Arrange every line of the data below as a Markdown table with two columns, "Row" for the row number and "Line" for the line itself, and skip any blank lines. Leave the pictures out of the table.

-- begin Stored data --

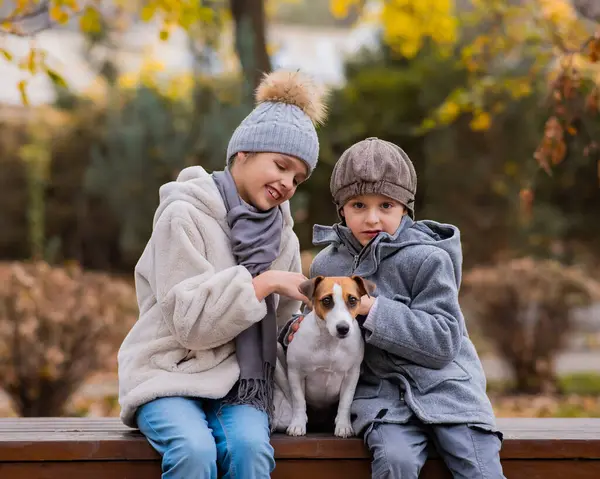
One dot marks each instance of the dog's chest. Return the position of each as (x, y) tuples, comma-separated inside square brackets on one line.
[(324, 361)]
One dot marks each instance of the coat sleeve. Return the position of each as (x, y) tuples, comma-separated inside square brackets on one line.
[(427, 328), (289, 307), (203, 308)]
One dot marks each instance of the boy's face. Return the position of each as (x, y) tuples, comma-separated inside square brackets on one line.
[(266, 180), (369, 215)]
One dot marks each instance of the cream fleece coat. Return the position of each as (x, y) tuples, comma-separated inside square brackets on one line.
[(193, 299)]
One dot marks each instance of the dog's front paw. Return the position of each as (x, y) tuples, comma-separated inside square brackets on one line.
[(296, 428), (344, 430)]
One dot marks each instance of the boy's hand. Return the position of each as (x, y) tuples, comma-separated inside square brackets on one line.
[(366, 302)]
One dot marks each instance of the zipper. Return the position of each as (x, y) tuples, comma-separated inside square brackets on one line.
[(355, 263)]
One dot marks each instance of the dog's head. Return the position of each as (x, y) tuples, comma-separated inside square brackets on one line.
[(336, 300)]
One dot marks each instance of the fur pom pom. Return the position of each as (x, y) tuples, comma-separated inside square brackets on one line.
[(293, 88)]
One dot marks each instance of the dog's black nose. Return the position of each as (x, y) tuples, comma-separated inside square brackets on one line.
[(342, 329)]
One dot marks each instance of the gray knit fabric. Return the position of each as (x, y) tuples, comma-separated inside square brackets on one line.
[(279, 128), (374, 166)]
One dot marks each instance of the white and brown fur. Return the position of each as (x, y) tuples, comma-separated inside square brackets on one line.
[(323, 360)]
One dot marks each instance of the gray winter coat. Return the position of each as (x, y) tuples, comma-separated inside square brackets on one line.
[(418, 354)]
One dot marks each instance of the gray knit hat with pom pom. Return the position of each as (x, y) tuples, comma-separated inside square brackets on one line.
[(289, 107)]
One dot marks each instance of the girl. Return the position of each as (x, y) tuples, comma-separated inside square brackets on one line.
[(195, 372)]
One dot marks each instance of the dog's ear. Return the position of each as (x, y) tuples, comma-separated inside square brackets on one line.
[(364, 285), (308, 287)]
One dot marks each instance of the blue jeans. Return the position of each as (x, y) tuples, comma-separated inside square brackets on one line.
[(198, 441)]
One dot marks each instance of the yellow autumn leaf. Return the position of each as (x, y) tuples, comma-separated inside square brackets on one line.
[(31, 63), (6, 54), (148, 11), (58, 14), (481, 121), (448, 112), (339, 8), (90, 21), (22, 90)]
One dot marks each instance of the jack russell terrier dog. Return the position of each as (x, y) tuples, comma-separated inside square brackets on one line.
[(323, 361)]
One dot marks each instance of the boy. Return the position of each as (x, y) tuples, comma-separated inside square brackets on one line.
[(422, 379)]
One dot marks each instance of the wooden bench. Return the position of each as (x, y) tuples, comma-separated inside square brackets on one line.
[(52, 448)]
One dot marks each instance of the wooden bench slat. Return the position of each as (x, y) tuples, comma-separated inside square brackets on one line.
[(106, 439)]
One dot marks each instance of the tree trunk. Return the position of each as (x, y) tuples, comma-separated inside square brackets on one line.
[(535, 376), (250, 38)]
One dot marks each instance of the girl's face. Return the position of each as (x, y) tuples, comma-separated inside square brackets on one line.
[(266, 180), (369, 215)]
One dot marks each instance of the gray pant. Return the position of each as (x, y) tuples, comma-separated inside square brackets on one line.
[(400, 450)]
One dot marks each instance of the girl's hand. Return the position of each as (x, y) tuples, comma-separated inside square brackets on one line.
[(283, 283), (366, 303)]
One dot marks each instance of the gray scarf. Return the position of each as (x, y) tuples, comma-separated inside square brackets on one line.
[(255, 242)]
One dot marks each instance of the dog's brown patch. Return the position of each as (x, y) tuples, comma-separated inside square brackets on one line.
[(319, 291)]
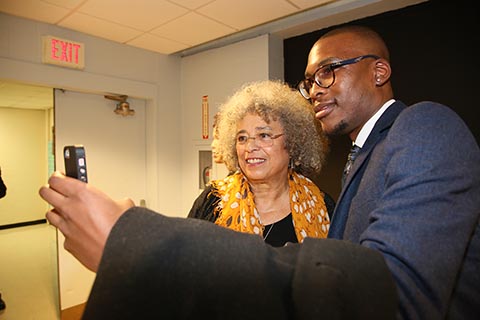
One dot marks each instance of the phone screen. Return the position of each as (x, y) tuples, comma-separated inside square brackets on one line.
[(75, 162)]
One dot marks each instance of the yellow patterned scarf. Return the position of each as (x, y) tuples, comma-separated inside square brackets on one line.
[(236, 209)]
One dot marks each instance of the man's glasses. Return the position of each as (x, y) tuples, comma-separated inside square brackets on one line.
[(262, 139), (324, 76)]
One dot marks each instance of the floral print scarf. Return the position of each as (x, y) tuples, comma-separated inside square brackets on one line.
[(236, 209)]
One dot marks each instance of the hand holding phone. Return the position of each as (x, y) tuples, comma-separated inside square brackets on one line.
[(75, 162)]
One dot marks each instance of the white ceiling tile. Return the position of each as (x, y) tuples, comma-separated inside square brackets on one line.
[(191, 4), (33, 9), (307, 4), (99, 28), (70, 4), (157, 44), (242, 14), (193, 29), (142, 14)]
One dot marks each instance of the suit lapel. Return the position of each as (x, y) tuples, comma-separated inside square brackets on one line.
[(379, 132)]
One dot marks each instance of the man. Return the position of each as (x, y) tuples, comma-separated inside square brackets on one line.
[(412, 192), (410, 199)]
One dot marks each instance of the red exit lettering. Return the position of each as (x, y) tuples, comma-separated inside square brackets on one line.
[(65, 51)]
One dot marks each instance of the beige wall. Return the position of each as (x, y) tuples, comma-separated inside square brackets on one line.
[(24, 163), (172, 90)]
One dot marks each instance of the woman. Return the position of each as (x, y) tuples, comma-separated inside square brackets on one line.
[(268, 132)]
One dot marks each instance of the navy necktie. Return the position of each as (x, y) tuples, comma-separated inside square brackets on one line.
[(351, 157)]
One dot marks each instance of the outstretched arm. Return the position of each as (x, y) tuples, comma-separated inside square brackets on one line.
[(84, 214)]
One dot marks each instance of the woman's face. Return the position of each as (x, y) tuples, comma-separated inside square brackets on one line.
[(265, 158)]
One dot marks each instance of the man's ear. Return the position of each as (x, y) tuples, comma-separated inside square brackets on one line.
[(382, 71)]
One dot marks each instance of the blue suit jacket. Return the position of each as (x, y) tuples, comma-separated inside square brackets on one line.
[(413, 194)]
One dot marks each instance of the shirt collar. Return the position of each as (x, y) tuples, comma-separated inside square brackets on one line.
[(368, 126)]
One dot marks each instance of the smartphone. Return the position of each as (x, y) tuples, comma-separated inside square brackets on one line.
[(75, 162)]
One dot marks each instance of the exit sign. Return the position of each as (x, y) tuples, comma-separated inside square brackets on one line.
[(63, 52)]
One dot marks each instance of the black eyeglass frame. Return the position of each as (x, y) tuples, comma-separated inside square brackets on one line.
[(302, 87)]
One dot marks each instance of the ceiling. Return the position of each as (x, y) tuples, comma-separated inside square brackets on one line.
[(181, 27)]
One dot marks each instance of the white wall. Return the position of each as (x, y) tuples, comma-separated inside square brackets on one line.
[(218, 73), (172, 87)]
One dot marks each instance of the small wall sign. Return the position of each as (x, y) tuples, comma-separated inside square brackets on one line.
[(63, 52), (205, 126)]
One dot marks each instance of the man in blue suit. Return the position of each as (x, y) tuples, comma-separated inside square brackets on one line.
[(406, 221), (412, 192)]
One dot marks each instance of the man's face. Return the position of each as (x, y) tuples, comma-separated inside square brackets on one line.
[(347, 104)]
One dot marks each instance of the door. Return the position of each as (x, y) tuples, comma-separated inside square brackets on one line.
[(115, 148)]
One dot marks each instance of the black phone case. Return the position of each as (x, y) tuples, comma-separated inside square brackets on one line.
[(75, 162)]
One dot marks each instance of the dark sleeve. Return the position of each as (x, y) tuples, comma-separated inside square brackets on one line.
[(329, 203), (3, 188), (203, 207), (158, 267)]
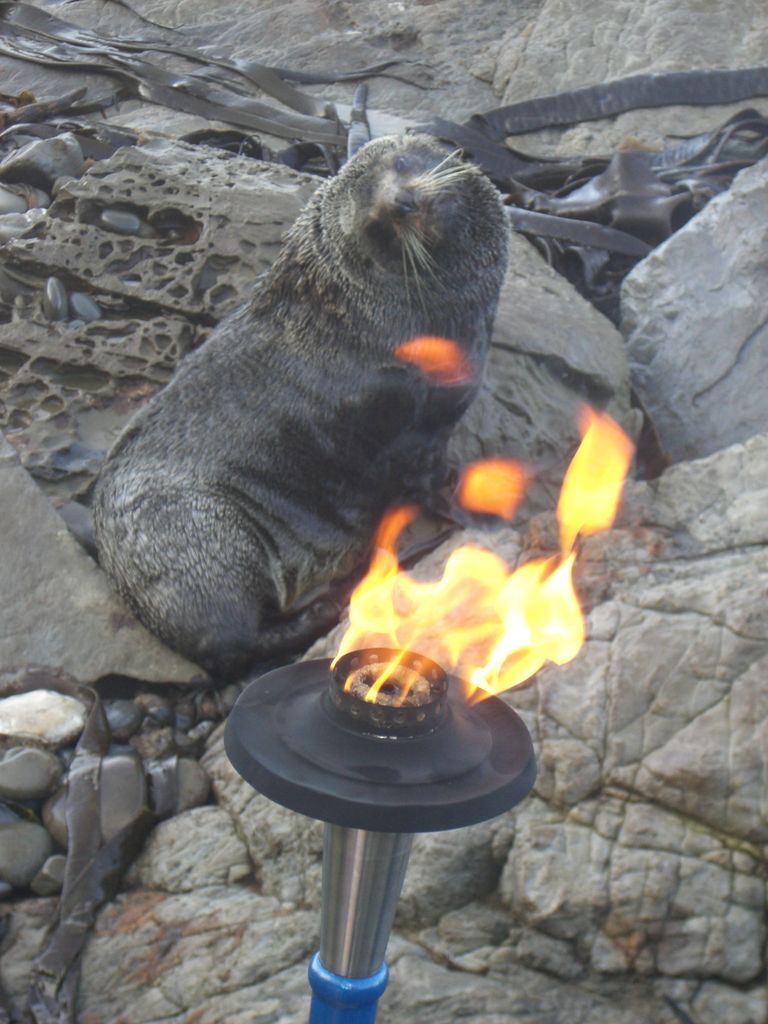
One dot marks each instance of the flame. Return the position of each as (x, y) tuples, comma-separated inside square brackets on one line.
[(495, 486), (440, 359), (494, 627)]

-- end Stored data --

*Written solution*.
| Row | Line |
|---|---|
| 1 | One dot marks each instance of the dog's chest. Return the position of each as (x, y) tuples, comma-separated inside square brackets on one line. |
| 2 | [(324, 361)] |
| 3 | One dot marks each instance of the coat sleeve. Return the position of each as (x, y) tuples, comma-separated inside square brackets on one line. |
| 4 | [(427, 328), (289, 307), (203, 308)] |
| 5 | One dot marks each instance of the boy's face. Return the position of each as (x, y) tuples, comma-separated inside square brackets on one line. |
| 6 | [(266, 180), (369, 215)] |
| 7 | One dot marks each instance of the cream fleece coat. Return the position of each as (x, y) tuples, comma-separated inside square brackets on one line. |
| 8 | [(193, 299)] |
| 9 | One dot marks each instance of the dog's front paw. Return the position of each as (x, y) tuples, comma-separated inside square brackets on one line. |
| 10 | [(296, 428), (344, 430)] |
| 11 | One dot marks each instance of the boy's hand. Return the position of each as (x, y) tuples, comma-separated inside square brackets on one line. |
| 12 | [(366, 302)] |
| 13 | One dot marks each instance of the zipper. Return the position of each as (x, y) tuples, comma-separated inside square brackets on one line. |
| 14 | [(355, 263)] |
| 15 | One dot marks each instance of the dog's head. Return the position of each as (x, y) tuples, comma-separated inside square brackets on one line. |
| 16 | [(336, 300)] |
| 17 | One dot marks each instance of the fur pom pom. Return the position of each as (x, y) tuples, comma-separated inside square brackets on one line. |
| 18 | [(293, 88)] |
| 19 | One dot marks each instance of the dog's black nose. Return the position of each as (x, y) tuples, comma-separated inside square brackets on one line. |
| 20 | [(342, 329)] |
| 21 | One dot marks each instance of the gray knit fabric. Return the position of each as (x, y) tuples, comma-separated inside square brackets on one line. |
| 22 | [(279, 128), (374, 166)] |
| 23 | One dot marks each instance of the white and brown fur. Return the position of each as (x, y) tuples, comma-separated inside square brackets on one line. |
| 24 | [(323, 360)] |
| 25 | One dot marks each instance of the gray winter coat. Return the position of each as (x, y) tuples, comma-separated inside square brackets on one line. |
| 26 | [(418, 354)] |
| 27 | One dot marks each instance of the gray knit hat with pom pom. Return the position of each as (x, y) tuples, comma-separated inside square brackets on one line. |
| 28 | [(289, 107)] |
| 29 | One dot marks each instance of the girl. Return the position of each as (x, y) tuples, comma-separated inside square brackets on one line. |
| 30 | [(195, 372)] |
| 31 | One dot marks each instance of the dog's ear. Return the position of each as (x, y) tuples, comma-separated inside square brackets on one line. |
| 32 | [(364, 285), (308, 287)] |
| 33 | One dot marks each instance of the blue jeans. Return the position of each as (x, y) tuples, comma-separated inside square brackets on one line. |
| 34 | [(198, 441)] |
| 35 | One dot marks each instance of the yellow autumn leaf. Return the position of each as (x, y) tuples, comma-separated inside square brackets on one line. |
| 36 | [(31, 63), (6, 54), (148, 11), (58, 14), (481, 121), (448, 112), (339, 8), (90, 21), (22, 90)] |
| 37 | One dot marks each instance of the jack russell terrier dog. Return the position of each as (x, y) tuples, comma-separated inside square brackets on one line. |
| 38 | [(323, 361)] |
| 39 | One dot marks each instance of the boy. Return the position of each as (x, y) tuples, comma-separated inside square brackets on one line. |
| 40 | [(422, 379)] |
| 41 | One dot marks each instance of the wooden bench. Return the position of each as (x, y) tuples, comma-separated inside square brackets on one line. |
| 42 | [(52, 448)] |
| 43 | One dot marks each instance of the wooden bench slat. Return the position of each as (x, y) tuples, comma-separated inside square brackets on one line. |
| 44 | [(106, 439)] |
| 45 | One dot marks each instance of the tree trunk. Return the position of each as (x, y) tuples, comma-separated inside square brackets on one line. |
| 46 | [(535, 376), (250, 38)] |
| 47 | One dot marks each instance of the girl's face. Return the position of each as (x, y) tuples, comma-separated inside square brackets on one line. |
| 48 | [(266, 180), (369, 215)] |
| 49 | One dot marks each instance of the gray pant. Return the position of each as (x, y) tuples, comma-separated inside square brackets on one line. |
| 50 | [(400, 450)] |
| 51 | One dot marks each instance of the girl's hand. Return the position of each as (x, y) tuples, comma-separated inside square brackets on one line. |
| 52 | [(283, 283), (366, 303)] |
| 53 | One dot marks each instance of the gray scarf. Return the position of each as (x, y) tuples, comma-separated inside square brackets on one line. |
| 54 | [(255, 242)] |
| 55 | One dot marks each instance of the dog's brown patch. Return the position of each as (x, y) tuples, comma-separated inside square brackets on one line. |
| 56 | [(319, 291)] |
| 57 | One dot marks each instance of the phone screen. Return the position of each as (x, y) tuples, comma-separated inside square brackets on one line. |
| 58 | [(75, 162)] |
| 59 | One dot marks each instance of the yellow patterned scarf. Return the position of each as (x, y) tuples, comma-separated inside square brackets on one line. |
| 60 | [(236, 209)] |
| 61 | One dot marks each instance of the man's glasses. Return the position of each as (x, y) tuples, comma-separated inside square brackets on one line. |
| 62 | [(262, 139), (324, 76)] |
| 63 | One dot marks each instance of the floral print scarf. Return the position of each as (x, y) tuples, comma-separated inside square brackets on one line. |
| 64 | [(236, 209)] |
| 65 | One dot marks each instance of the hand holding phone. Return the position of each as (x, y) tuples, comma-separated inside square brackets on one line. |
| 66 | [(75, 162)] |
| 67 | One dot marks each instance of the white ceiling tile. Return the position of each as (x, y) tuples, comma-separated inside square brackets on one line. |
| 68 | [(191, 4), (33, 9), (307, 4), (99, 28), (70, 4), (157, 44), (242, 14), (193, 29), (142, 14)] |
| 69 | One dot marks each instance of the suit lapel. Return the position of each as (x, y) tuples, comma-separated inside square brackets on one line. |
| 70 | [(379, 132)] |
| 71 | One dot marks each instance of the man. Return the position of each as (x, y) tuples, comma-separated inside square brackets on one line. |
| 72 | [(412, 192), (410, 199)] |
| 73 | One dot marks each instance of the red exit lettering. Return the position of each as (x, y) tuples, comma-separated inside square brackets on one line. |
| 74 | [(65, 51)] |
| 75 | One dot marks each instance of the beige wall. Return the position of each as (x, y) tuples, comma-separated inside square brackets on one line. |
| 76 | [(24, 163), (172, 90)] |
| 77 | One dot marks each instance of the woman. Return the position of each as (x, y) tuples, comma-separated inside square brackets on one line. |
| 78 | [(268, 132)] |
| 79 | One dot marks each instance of the navy necktie. Return the position of each as (x, y) tuples, comma-separated inside square brackets on one line. |
| 80 | [(351, 157)] |
| 81 | One dot marks each instance of the outstretched arm. Return the position of each as (x, y) tuples, comma-separated inside square brackets on one line. |
| 82 | [(84, 214)] |
| 83 | One dot marks each instance of the woman's face. Return the position of each as (x, y) tuples, comma-separated inside square brackets on one line. |
| 84 | [(265, 158)] |
| 85 | One dot marks each instance of the man's ear. Return the position of each as (x, y) tuples, comma-separated inside square brackets on one line. |
| 86 | [(382, 71)] |
| 87 | One dot marks each instance of the blue suit jacket. Return the position of each as (x, y) tuples, comma-separated inside square brackets on one line. |
| 88 | [(413, 194)] |
| 89 | One dot marks each instance of the shirt collar. Return the position of each as (x, y) tuples, comma-separated inside square brackets on one line. |
| 90 | [(368, 126)] |
| 91 | One dot marks each instance of the smartphone. Return the position of each as (x, y) tuples, comma-separated inside square brackets on one line. |
| 92 | [(75, 162)] |
| 93 | One dot marks each instance of the exit sign. Return the position of each as (x, y) tuples, comma-separated inside square brackets on one line. |
| 94 | [(63, 52)] |
| 95 | One dot marks each instance of the black eyeglass frame. Return the position of each as (x, y) tuples, comma-separated inside square brackets on one line. |
| 96 | [(302, 87)] |
| 97 | One dot marks each instance of the ceiling. Return the position of each as (x, y) tuples, comma-separated inside square brackets on one line. |
| 98 | [(181, 27)] |
| 99 | One dot marks each instance of the white wall. Return the position of each as (x, y) tuples, comma-separated inside square brackets on one line. |
| 100 | [(218, 73), (172, 87)] |
| 101 | One dot marks each instance of the small wall sign. Return the position of each as (x, y) tuples, comma-separated inside square brackets on one line. |
| 102 | [(63, 52), (205, 126)] |
| 103 | One dot marks each instance of the man in blue suit. Return the position of each as (x, y) tuples, comma-separated inside square brackets on one line. |
| 104 | [(406, 221), (412, 192)] |
| 105 | One dot marks each instance of the man's face. Return the position of each as (x, y) tuples, comma-separated inside square brackets on one line. |
| 106 | [(347, 104)] |
| 107 | One dot marks each instance of the door. Return the position of each as (x, y) tuples, comma-separated inside square brackets on one line. |
| 108 | [(115, 148)] |
| 109 | One dot marks each instance of the black phone case. Return the position of each as (x, y) tuples, comma-separated inside square brackets on one line. |
| 110 | [(75, 162)] |
| 111 | One dot marks each instance of the dark sleeve. Return the position of each as (x, y) tuples, comma-separated inside square brackets on one line. |
| 112 | [(329, 203), (3, 188), (203, 207), (158, 267)] |
| 113 | One dot marks each instance of the flame. Return the position of each as (x, y) tuples, comma-separated inside square brackets on one line. |
| 114 | [(495, 486), (440, 359), (494, 627)] |